* Exercise set *
A) In the Emotion-LLaMA discussion thread, rewrite the passage from "If you are evaluating" up to and including "for the clarification.", substituting "graphics card" for "GPU".
B) List every encoder that the Emotion-LLaMA discussion thread names.
C) In the Emotion-LLaMA discussion thread, what did the Hugging Face demo use as model input to speed up processing, instead of the Peak Activation frame?

Inference Model Peak Frame Computation?

ZebangCheng / Emotion-LLaMA

Emotion-LLaMA: Multimodal Emotion Recognition and Reasoning with Instruction Tuning

BSD 3-Clause "New" or "Revised" License

69 stars 5 forks source link

Inference Model Peak Frame Computation? #6

Open eliird opened 1 month ago

eliird commented 1 month ago

I have been trying to figure out how to use this for inference and evaluate other datasets without finetuning.

The scripts explain how you can use the model with the extracted features but I have a couple of questions regarding computing those features and would be glad if you can find the time to answer

does the deployed model on hugging face compute the Peak Activation frame by looping through all the frames? Because the inference time seems fast for that?
how does the inference model work with multiple faces in the video? It seems to work alright when I am testing even with multiple people but how is that handled in the deployed model?

ZebangCheng commented 1 month ago

In the initial phase of the project, we used OpenFace's Action Units System to filter the Peak Activation frame from all frames of the video sample. This Peak Activation frame was then used to obtain detailed facial expressions. However, to enhance the processing speed of Emotion-LLaMA demo on hugging face, we directly used the first frame of the video as the model input. If a simple and efficient method for quickly identifying the Peak Activation frame could be developed, it might improve the performance of Emotion-LLaMA.

The training data for Emotion-LLaMA primarily consists of videos with a single person. While there are videos with multiple people, the focus is on the emotions of one primary individual. Currently, Emotion-LLaMA is not well-equipped to handle scenarios where multiple individuals in a video exhibit different emotions. To recognize emotions for multiple people, one could try detecting each individual first and then assessing their emotions. This approach would require further exploration of datasets and multi-task training strategies.

eliird commented 1 month ago

Thank you for the prompt reply. I would like to further confirm a couple of things with you,

1 - deployed model on the hugging face just uses the first frame of the video to make the inference along with the audio features? It does not compute the Local Encoder and Temporal Encoder features? I am looking at the encode_image function in the code both in this repository and on the hugging face repository, but it seems to be only using the first image and audio in case the path of video is provided, and just the first frame of the video if list of PIL Image is provided?

Am I correct in understanding that or am I missing something?

2 - I am trying to evaluate your model on the MELD dataset, so I was wondering if I can use the deployed model directly for that. If the above explanation is correct, I should extract the features first like described in the paper and evaluate on those extracted features?

ZebangCheng commented 1 month ago

Due to space and budget constraints on the Hugging Face platform, our demo does not utilize the Local Encoder and Temporal Encoder features, with their feature vectors set to zero. Despite this, the demo still demonstrates strong robustness. To clarify, the Emotion-LLaMA Global Encoder uses only the first frame of the video if a list of PIL Images is provided.

If you are evaluating the model on the MELD dataset, you will need to extract the relevant features first. Extracting features beforehand helps avoid loading multiple encoders onto the GPU simultaneously, which can reduce the model's memory usage.

eliird commented 1 month ago

Thank you for the clarification.

Best

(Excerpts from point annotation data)
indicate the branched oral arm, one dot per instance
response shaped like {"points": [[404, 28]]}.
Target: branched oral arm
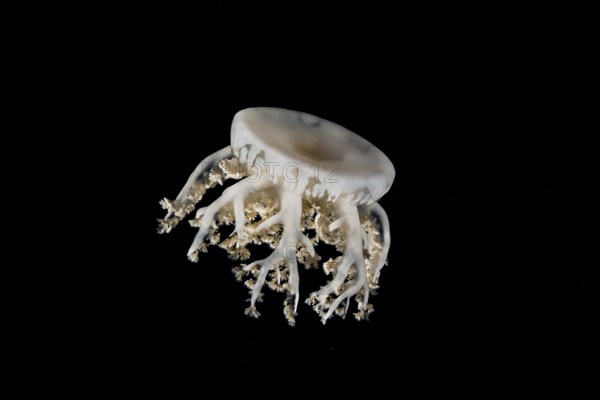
{"points": [[234, 194], [289, 215], [353, 256], [384, 223]]}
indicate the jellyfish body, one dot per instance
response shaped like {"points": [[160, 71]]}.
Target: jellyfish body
{"points": [[297, 173]]}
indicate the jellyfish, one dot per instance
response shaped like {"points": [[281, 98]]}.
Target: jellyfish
{"points": [[301, 181]]}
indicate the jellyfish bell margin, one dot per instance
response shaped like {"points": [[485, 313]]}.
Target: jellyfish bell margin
{"points": [[296, 173]]}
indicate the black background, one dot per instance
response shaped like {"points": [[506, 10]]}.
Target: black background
{"points": [[109, 107]]}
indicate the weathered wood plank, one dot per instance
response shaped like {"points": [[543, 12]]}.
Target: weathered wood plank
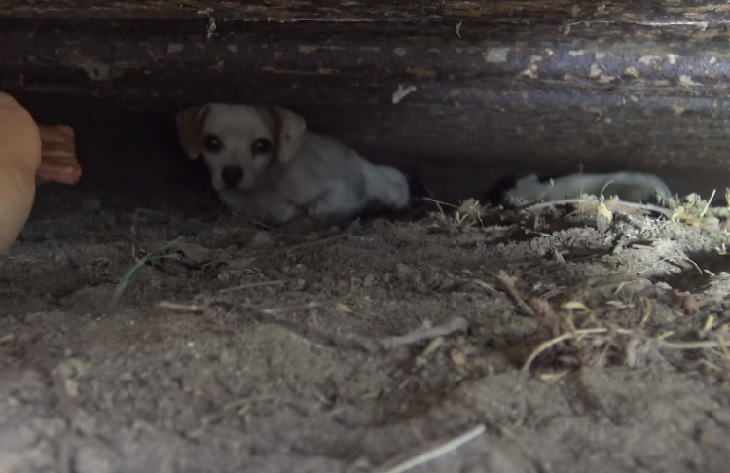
{"points": [[606, 84], [645, 12]]}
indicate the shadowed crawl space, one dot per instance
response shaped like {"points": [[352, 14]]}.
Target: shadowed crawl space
{"points": [[156, 337]]}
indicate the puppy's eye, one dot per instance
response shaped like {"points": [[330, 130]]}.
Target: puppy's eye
{"points": [[212, 143], [261, 146]]}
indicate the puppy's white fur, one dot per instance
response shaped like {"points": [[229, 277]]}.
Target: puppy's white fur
{"points": [[629, 186], [302, 173]]}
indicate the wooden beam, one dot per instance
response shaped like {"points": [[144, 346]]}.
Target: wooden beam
{"points": [[605, 84]]}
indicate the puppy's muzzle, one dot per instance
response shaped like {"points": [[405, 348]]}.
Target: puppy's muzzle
{"points": [[231, 176]]}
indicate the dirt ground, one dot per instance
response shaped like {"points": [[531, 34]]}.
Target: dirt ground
{"points": [[153, 339]]}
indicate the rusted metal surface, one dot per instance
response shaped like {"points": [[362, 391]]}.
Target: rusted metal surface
{"points": [[605, 84]]}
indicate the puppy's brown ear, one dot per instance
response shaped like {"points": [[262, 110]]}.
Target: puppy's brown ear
{"points": [[190, 129], [289, 129]]}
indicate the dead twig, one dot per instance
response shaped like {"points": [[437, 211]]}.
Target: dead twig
{"points": [[457, 324], [507, 284], [241, 287], [635, 205], [430, 452], [320, 241], [176, 306]]}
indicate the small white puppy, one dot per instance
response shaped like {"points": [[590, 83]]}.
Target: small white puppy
{"points": [[264, 162], [629, 186]]}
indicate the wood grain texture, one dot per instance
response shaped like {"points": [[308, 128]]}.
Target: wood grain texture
{"points": [[605, 84]]}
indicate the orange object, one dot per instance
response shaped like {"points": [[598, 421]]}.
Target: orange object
{"points": [[20, 157], [58, 155]]}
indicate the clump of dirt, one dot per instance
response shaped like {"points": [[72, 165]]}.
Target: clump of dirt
{"points": [[489, 340]]}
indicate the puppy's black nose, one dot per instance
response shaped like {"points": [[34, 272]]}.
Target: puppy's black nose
{"points": [[231, 175]]}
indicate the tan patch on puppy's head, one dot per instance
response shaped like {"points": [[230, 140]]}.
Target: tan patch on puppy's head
{"points": [[190, 122]]}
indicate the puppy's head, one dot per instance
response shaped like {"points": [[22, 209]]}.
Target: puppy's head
{"points": [[241, 144]]}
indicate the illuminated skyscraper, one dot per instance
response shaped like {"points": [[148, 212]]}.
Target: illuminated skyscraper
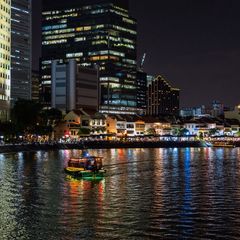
{"points": [[21, 49], [162, 98], [5, 58], [95, 33]]}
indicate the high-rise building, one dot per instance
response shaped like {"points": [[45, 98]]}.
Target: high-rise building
{"points": [[162, 98], [21, 49], [5, 58], [35, 86], [141, 92], [95, 33], [74, 87]]}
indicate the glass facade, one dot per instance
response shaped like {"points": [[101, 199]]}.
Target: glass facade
{"points": [[5, 55], [162, 98], [101, 35], [21, 60]]}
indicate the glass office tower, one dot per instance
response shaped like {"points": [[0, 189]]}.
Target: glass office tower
{"points": [[21, 49], [5, 58], [98, 34]]}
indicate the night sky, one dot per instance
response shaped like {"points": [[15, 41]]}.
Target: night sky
{"points": [[193, 43]]}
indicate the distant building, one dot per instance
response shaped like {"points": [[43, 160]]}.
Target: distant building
{"points": [[141, 92], [192, 111], [21, 49], [35, 86], [93, 32], [5, 59], [235, 114], [162, 98], [150, 79], [74, 87], [217, 109]]}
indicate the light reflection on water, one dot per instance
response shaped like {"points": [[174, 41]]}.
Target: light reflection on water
{"points": [[147, 194]]}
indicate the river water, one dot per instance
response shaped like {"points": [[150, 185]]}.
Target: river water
{"points": [[147, 194]]}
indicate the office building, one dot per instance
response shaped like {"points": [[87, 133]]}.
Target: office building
{"points": [[35, 86], [5, 59], [74, 87], [163, 100], [95, 33], [21, 50], [141, 92]]}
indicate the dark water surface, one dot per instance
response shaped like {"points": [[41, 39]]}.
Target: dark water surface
{"points": [[147, 194]]}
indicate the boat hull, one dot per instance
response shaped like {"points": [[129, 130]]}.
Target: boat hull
{"points": [[85, 174]]}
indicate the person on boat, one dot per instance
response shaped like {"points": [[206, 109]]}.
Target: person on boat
{"points": [[85, 153]]}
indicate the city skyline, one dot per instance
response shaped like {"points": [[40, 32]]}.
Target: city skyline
{"points": [[194, 45]]}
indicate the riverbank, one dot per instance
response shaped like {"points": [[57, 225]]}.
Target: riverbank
{"points": [[98, 145], [102, 145]]}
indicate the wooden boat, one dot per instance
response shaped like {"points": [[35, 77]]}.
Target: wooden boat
{"points": [[223, 144], [86, 167]]}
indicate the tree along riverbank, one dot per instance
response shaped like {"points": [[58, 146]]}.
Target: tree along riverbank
{"points": [[102, 145], [98, 145]]}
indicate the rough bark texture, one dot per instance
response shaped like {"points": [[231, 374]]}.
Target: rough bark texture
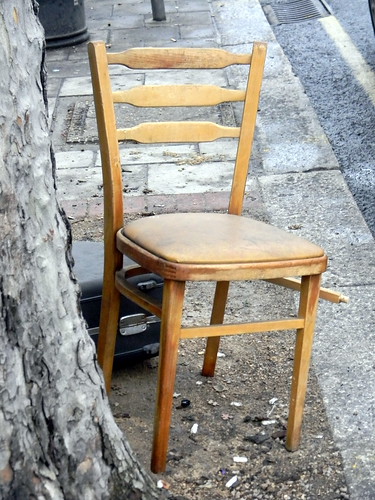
{"points": [[58, 438]]}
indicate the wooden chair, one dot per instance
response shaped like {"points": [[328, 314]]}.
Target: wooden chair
{"points": [[195, 246]]}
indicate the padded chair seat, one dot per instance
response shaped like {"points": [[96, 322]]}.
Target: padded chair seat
{"points": [[206, 238]]}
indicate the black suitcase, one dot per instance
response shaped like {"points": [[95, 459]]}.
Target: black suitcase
{"points": [[138, 331]]}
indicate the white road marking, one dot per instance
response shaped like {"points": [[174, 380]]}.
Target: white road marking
{"points": [[361, 70]]}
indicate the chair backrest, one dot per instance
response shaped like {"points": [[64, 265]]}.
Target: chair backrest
{"points": [[172, 96]]}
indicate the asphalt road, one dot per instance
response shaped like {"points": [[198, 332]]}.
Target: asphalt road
{"points": [[334, 57]]}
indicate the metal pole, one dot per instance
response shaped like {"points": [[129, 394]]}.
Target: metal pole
{"points": [[158, 10]]}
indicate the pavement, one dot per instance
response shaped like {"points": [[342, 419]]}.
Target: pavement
{"points": [[295, 183]]}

* Replies *
A)
If you are evaluating the model on the MELD dataset, you will need to extract the relevant features first. Extracting features beforehand helps avoid loading multiple encoders onto the graphics card simultaneously, which can reduce the model's memory usage.

eliird commented 1 month ago

Thank you for the clarification.

B)
Local Encoder
Temporal Encoder
Global Encoder

C) The first frame of the video.